[start of PROVIDED TEXT]

Studio album by Wanessa Camargo
- Released: November 15, 2000
- Recorded: 2000
- Genre: Country pop; teen pop;
- Length: 62:31
- Language: Portuguese; English;
- Label: Sony BMG
- Producer: Jason Deere

Wanessa Camargo chronology
|  | Wanessa Camargo (2000) | Wanessa Camargo (2001) |

Singles from Wanessa Camargo
- "O Amor Não Deixa (Love Won't Let Me)" Released: October 11, 2000; "Apaixonada Por Você" Released: March 23, 2001; "Eu Posso Te Sentir (Breathe)" Released: July 30, 2001;

= Wanessa Camargo (2000 album) =

Wanessa Camargo is the debut album by Brazilian singer Wanessa Camargo, released on November 15, 2000. The album sold about 250,000 copies in Brazil, and was certified gold by Associação Brasileira dos Produtores de Discos (ABPD). Originally the album had 15 tracks. Later, it was re-released with a new version for the song "Apaixonada Por Você" (meaning in English: "In love with you"), which was used for the Brazilian soap opera Um Anjo Caiu do Céu (meaning in English: "An angel fell from the sky"). The album includes the hit single "O Amor Não Deixa" (in English: Love Won't Let Me).

[end of PROVIDED TEXT]

> [REQUIREMENT A] Transcribe the entries from their start through the line that contains "235 166 L 238", including both ends, and leave the pictures out of your answer.

[start of ENTRIES PROVIDED]

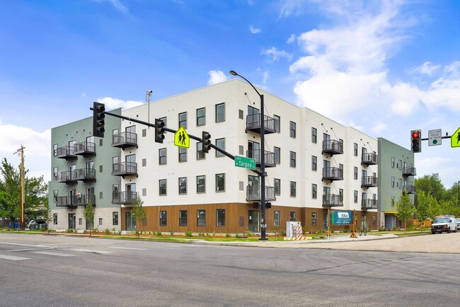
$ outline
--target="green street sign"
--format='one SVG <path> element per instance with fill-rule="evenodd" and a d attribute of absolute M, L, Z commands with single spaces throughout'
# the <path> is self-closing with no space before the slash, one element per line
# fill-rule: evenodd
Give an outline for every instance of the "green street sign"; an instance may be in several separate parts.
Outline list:
<path fill-rule="evenodd" d="M 235 166 L 238 168 L 248 168 L 250 170 L 255 169 L 255 159 L 252 158 L 242 157 L 235 156 Z"/>

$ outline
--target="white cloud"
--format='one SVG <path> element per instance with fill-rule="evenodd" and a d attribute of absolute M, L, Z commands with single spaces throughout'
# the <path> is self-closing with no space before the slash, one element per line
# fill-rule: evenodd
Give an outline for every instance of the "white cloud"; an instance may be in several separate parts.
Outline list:
<path fill-rule="evenodd" d="M 207 81 L 208 86 L 224 82 L 228 79 L 225 74 L 220 70 L 211 70 L 207 74 L 209 75 L 209 79 Z"/>
<path fill-rule="evenodd" d="M 122 100 L 121 99 L 113 98 L 111 97 L 104 97 L 103 98 L 98 98 L 98 103 L 103 103 L 105 105 L 105 110 L 110 110 L 122 108 L 123 109 L 130 109 L 138 105 L 143 105 L 144 103 L 141 101 L 134 100 Z"/>
<path fill-rule="evenodd" d="M 292 54 L 285 52 L 284 50 L 278 50 L 275 47 L 263 50 L 262 54 L 270 57 L 273 62 L 279 61 L 282 57 L 285 57 L 289 60 L 292 59 Z"/>
<path fill-rule="evenodd" d="M 253 34 L 257 34 L 257 33 L 260 33 L 260 32 L 262 32 L 262 30 L 260 29 L 255 28 L 253 25 L 249 25 L 249 30 Z"/>

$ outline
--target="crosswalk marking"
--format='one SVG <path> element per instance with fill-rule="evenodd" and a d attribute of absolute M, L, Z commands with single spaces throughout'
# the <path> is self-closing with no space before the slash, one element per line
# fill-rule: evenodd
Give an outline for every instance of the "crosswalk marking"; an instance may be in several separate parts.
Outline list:
<path fill-rule="evenodd" d="M 48 255 L 50 256 L 59 256 L 59 257 L 69 257 L 74 256 L 73 254 L 64 254 L 64 253 L 57 252 L 33 252 L 34 254 Z"/>
<path fill-rule="evenodd" d="M 18 256 L 10 256 L 9 255 L 0 255 L 0 259 L 5 259 L 6 260 L 27 260 L 28 259 L 25 257 L 18 257 Z"/>

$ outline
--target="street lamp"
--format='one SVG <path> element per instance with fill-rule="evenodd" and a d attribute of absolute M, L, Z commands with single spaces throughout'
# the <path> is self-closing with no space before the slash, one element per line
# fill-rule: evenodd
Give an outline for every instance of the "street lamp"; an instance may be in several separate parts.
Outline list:
<path fill-rule="evenodd" d="M 264 116 L 264 106 L 263 106 L 263 95 L 260 94 L 259 91 L 254 87 L 253 83 L 249 82 L 249 81 L 243 77 L 243 76 L 238 74 L 234 70 L 231 70 L 230 74 L 236 76 L 240 76 L 246 82 L 251 85 L 257 94 L 260 97 L 260 151 L 262 154 L 260 155 L 260 241 L 267 241 L 266 236 L 266 226 L 265 224 L 265 177 L 267 173 L 265 173 L 265 116 Z"/>

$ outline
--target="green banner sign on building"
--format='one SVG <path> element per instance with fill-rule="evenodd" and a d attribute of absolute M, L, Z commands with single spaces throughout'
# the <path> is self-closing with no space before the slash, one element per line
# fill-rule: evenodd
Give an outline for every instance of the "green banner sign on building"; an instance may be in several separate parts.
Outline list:
<path fill-rule="evenodd" d="M 330 225 L 352 225 L 352 211 L 330 211 Z"/>

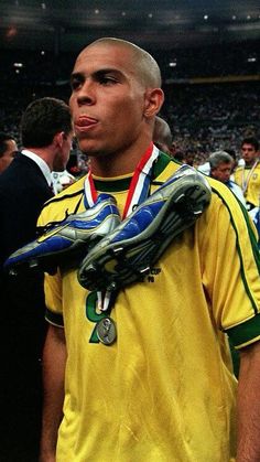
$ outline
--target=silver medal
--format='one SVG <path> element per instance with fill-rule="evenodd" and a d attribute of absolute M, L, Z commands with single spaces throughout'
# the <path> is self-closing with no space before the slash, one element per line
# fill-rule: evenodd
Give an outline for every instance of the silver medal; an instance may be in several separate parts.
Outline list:
<path fill-rule="evenodd" d="M 104 345 L 111 345 L 117 339 L 116 324 L 111 318 L 104 318 L 97 324 L 97 336 Z"/>

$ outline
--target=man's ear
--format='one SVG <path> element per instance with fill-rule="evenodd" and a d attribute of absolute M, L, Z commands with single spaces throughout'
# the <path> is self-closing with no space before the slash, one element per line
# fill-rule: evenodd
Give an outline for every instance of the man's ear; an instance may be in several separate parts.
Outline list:
<path fill-rule="evenodd" d="M 57 146 L 58 146 L 59 148 L 62 148 L 64 139 L 65 139 L 65 132 L 64 132 L 64 131 L 58 131 L 58 132 L 54 136 L 54 141 L 57 143 Z"/>
<path fill-rule="evenodd" d="M 154 117 L 161 109 L 164 101 L 162 88 L 149 88 L 144 95 L 144 117 Z"/>

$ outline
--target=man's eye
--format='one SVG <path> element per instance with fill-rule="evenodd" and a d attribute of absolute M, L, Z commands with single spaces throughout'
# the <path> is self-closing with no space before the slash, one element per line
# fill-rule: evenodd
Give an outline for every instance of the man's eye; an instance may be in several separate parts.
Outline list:
<path fill-rule="evenodd" d="M 101 85 L 113 85 L 117 83 L 117 79 L 112 76 L 104 75 L 102 77 L 100 77 L 99 82 Z"/>
<path fill-rule="evenodd" d="M 72 80 L 71 82 L 71 87 L 74 90 L 74 89 L 77 89 L 80 86 L 80 84 L 82 83 L 79 80 Z"/>

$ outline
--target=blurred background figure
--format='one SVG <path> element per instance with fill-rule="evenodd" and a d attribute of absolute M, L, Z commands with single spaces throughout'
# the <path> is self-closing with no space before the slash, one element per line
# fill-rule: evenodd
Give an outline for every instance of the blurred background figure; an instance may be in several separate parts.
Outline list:
<path fill-rule="evenodd" d="M 234 178 L 242 190 L 247 209 L 259 207 L 260 198 L 260 163 L 259 142 L 254 137 L 247 137 L 241 142 L 241 154 L 245 165 L 239 165 Z"/>
<path fill-rule="evenodd" d="M 14 138 L 0 131 L 0 174 L 10 165 L 17 151 L 18 146 Z"/>
<path fill-rule="evenodd" d="M 194 159 L 195 159 L 196 150 L 193 148 L 186 149 L 184 152 L 184 159 L 183 163 L 187 163 L 187 165 L 193 166 L 194 165 Z"/>
<path fill-rule="evenodd" d="M 63 172 L 52 172 L 53 193 L 61 193 L 63 190 L 75 183 L 76 179 L 67 170 Z"/>
<path fill-rule="evenodd" d="M 230 180 L 234 169 L 234 158 L 226 151 L 216 151 L 209 155 L 210 176 L 221 181 L 234 192 L 237 198 L 246 206 L 241 189 Z"/>
<path fill-rule="evenodd" d="M 4 271 L 7 257 L 35 239 L 36 221 L 53 197 L 52 170 L 64 171 L 72 117 L 61 99 L 31 103 L 21 119 L 22 151 L 0 175 L 0 460 L 37 461 L 42 415 L 42 345 L 45 336 L 43 273 Z"/>

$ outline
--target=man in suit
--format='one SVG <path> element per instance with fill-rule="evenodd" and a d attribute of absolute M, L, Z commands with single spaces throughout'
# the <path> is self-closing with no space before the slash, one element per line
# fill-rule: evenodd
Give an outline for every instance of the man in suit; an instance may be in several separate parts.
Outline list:
<path fill-rule="evenodd" d="M 11 276 L 6 258 L 33 240 L 43 204 L 53 196 L 51 172 L 67 164 L 73 138 L 68 106 L 55 98 L 29 105 L 21 120 L 23 150 L 0 176 L 0 307 L 3 354 L 1 404 L 4 461 L 37 460 L 41 427 L 43 275 Z M 2 452 L 2 453 L 1 453 Z"/>
<path fill-rule="evenodd" d="M 18 151 L 12 135 L 0 132 L 0 174 L 10 165 Z"/>

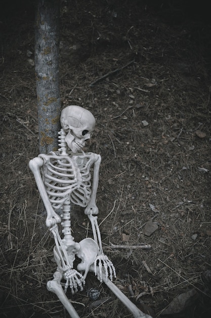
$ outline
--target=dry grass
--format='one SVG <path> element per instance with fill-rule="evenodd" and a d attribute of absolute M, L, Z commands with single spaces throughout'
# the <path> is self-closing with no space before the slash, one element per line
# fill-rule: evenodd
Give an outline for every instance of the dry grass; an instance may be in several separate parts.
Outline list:
<path fill-rule="evenodd" d="M 170 26 L 138 5 L 128 10 L 118 3 L 116 19 L 106 4 L 72 4 L 71 14 L 63 5 L 62 107 L 80 105 L 97 119 L 89 150 L 102 157 L 99 220 L 105 251 L 116 267 L 115 283 L 156 317 L 193 288 L 199 297 L 190 316 L 206 316 L 210 290 L 201 276 L 211 269 L 210 90 L 204 26 L 189 21 Z M 3 39 L 1 66 L 1 310 L 11 318 L 65 317 L 46 290 L 56 267 L 54 241 L 28 167 L 38 154 L 38 134 L 34 70 L 26 56 L 33 50 L 33 27 L 31 21 L 22 23 L 25 18 L 17 21 L 18 34 L 5 30 L 9 40 Z M 73 45 L 79 46 L 75 52 Z M 198 131 L 205 136 L 200 138 Z M 158 229 L 147 237 L 143 229 L 151 218 Z M 74 207 L 76 241 L 91 236 L 87 224 Z M 128 243 L 122 233 L 130 235 Z M 113 249 L 111 243 L 151 248 Z M 111 300 L 94 307 L 87 294 L 92 287 L 101 290 L 100 299 Z M 132 316 L 91 274 L 84 292 L 68 296 L 81 317 Z"/>

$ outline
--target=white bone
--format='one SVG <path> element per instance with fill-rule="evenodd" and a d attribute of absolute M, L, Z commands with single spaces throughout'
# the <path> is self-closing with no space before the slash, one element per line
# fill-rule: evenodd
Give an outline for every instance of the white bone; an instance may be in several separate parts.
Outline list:
<path fill-rule="evenodd" d="M 135 318 L 152 318 L 150 315 L 146 314 L 139 309 L 136 305 L 131 301 L 124 294 L 121 292 L 121 291 L 106 277 L 106 275 L 103 269 L 102 272 L 100 273 L 98 267 L 97 267 L 97 269 L 95 268 L 94 265 L 92 265 L 90 267 L 90 271 L 95 272 L 96 270 L 98 279 L 100 280 L 100 277 L 102 277 L 103 281 L 107 285 L 113 294 L 116 295 L 119 300 L 121 301 L 122 304 L 127 307 L 128 310 L 133 314 Z"/>
<path fill-rule="evenodd" d="M 40 154 L 29 162 L 47 212 L 46 225 L 52 232 L 56 244 L 54 254 L 57 269 L 53 280 L 47 283 L 48 290 L 57 295 L 72 318 L 79 318 L 65 292 L 68 287 L 72 294 L 78 289 L 82 291 L 85 278 L 91 270 L 106 284 L 135 318 L 151 318 L 140 310 L 112 282 L 113 277 L 116 277 L 115 268 L 103 253 L 96 203 L 101 157 L 82 150 L 94 131 L 95 118 L 89 111 L 73 105 L 62 111 L 61 123 L 59 151 L 48 155 Z M 91 188 L 91 168 L 93 165 Z M 71 231 L 71 203 L 86 208 L 85 213 L 90 220 L 94 240 L 87 238 L 79 243 L 74 241 Z M 62 222 L 56 213 L 59 209 L 62 210 Z M 63 227 L 63 239 L 58 231 L 58 223 Z M 77 269 L 85 272 L 84 276 L 73 268 L 75 255 L 81 260 Z M 66 279 L 65 284 L 61 282 L 62 278 Z"/>
<path fill-rule="evenodd" d="M 86 279 L 90 266 L 94 264 L 99 249 L 97 243 L 89 237 L 80 241 L 79 244 L 80 249 L 77 253 L 77 256 L 81 260 L 81 262 L 77 266 L 77 269 L 85 271 L 83 278 Z"/>
<path fill-rule="evenodd" d="M 58 272 L 56 272 L 54 274 L 54 279 L 47 282 L 47 289 L 49 292 L 52 292 L 57 295 L 71 318 L 80 318 L 75 308 L 68 299 L 60 284 L 61 278 L 60 273 Z"/>

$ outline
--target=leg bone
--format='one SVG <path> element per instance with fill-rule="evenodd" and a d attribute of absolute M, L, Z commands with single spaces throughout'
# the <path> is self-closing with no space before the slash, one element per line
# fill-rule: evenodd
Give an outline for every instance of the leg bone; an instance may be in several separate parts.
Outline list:
<path fill-rule="evenodd" d="M 66 296 L 61 285 L 59 282 L 54 279 L 48 281 L 47 289 L 49 292 L 56 294 L 71 318 L 80 318 L 75 308 Z"/>
<path fill-rule="evenodd" d="M 90 270 L 95 272 L 96 269 L 94 265 L 90 267 Z M 116 287 L 112 282 L 108 279 L 105 273 L 105 270 L 100 273 L 99 268 L 97 267 L 96 269 L 98 278 L 100 280 L 100 277 L 104 282 L 108 286 L 108 288 L 116 295 L 116 296 L 121 301 L 121 302 L 127 307 L 128 310 L 132 313 L 135 318 L 152 318 L 148 314 L 146 314 L 141 311 L 139 308 L 130 300 L 124 294 L 123 294 L 119 289 Z"/>

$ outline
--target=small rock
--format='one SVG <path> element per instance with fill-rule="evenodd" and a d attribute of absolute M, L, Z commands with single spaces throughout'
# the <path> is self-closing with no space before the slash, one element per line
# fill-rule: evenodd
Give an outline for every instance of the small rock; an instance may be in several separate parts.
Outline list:
<path fill-rule="evenodd" d="M 149 123 L 146 120 L 142 120 L 142 123 L 144 126 L 148 126 L 149 124 Z"/>
<path fill-rule="evenodd" d="M 193 235 L 191 235 L 191 238 L 192 240 L 195 240 L 197 238 L 197 237 L 198 236 L 198 234 L 193 234 Z"/>

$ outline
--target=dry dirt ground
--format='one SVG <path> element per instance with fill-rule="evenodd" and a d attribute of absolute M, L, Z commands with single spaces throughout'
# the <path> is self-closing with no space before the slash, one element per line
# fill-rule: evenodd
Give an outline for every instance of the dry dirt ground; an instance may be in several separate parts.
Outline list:
<path fill-rule="evenodd" d="M 99 222 L 115 284 L 154 317 L 207 317 L 211 28 L 168 2 L 64 1 L 62 107 L 96 118 L 89 151 L 102 158 Z M 33 6 L 16 6 L 1 22 L 0 315 L 68 317 L 46 289 L 54 240 L 28 168 L 38 154 Z M 76 241 L 92 237 L 82 209 L 73 207 L 72 227 Z M 151 248 L 133 249 L 143 243 Z M 91 273 L 83 292 L 67 295 L 81 317 L 132 316 Z"/>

[end of ENTRIES PROVIDED]

> [REQUIREMENT B] Restate the album article word for word from "Wanessa Camargo is" to "Won't Let Me).".

> [CORRECT OUTPUT A]
$ outline
--target="green street sign"
--format='one SVG <path> element per instance with fill-rule="evenodd" and a d attribute of absolute M, L, Z commands with single spaces throughout'
# the <path> is self-closing with no space before the slash, one element per line
# fill-rule: evenodd
Give an outline for every instance of the "green street sign"; an instance may be in several separate parts.
Outline list:
<path fill-rule="evenodd" d="M 235 166 L 238 168 L 248 168 L 250 170 L 255 169 L 255 159 L 252 158 L 242 157 L 235 156 Z"/>

> [CORRECT OUTPUT B]
Wanessa Camargo is the debut album by Brazilian singer Wanessa Camargo, released on November 15, 2000. The album sold about 250,000 copies in Brazil, and was certified gold by Associação Brasileira dos Produtores de Discos (ABPD). Originally the album had 15 tracks. Later, it was re-released with a new version for the song "Apaixonada Por Você" (meaning in English: "In love with you"), which was used for the Brazilian soap opera Um Anjo Caiu do Céu (meaning in English: "An angel fell from the sky"). The album includes the hit single "O Amor Não Deixa" (in English: Love Won't Let Me).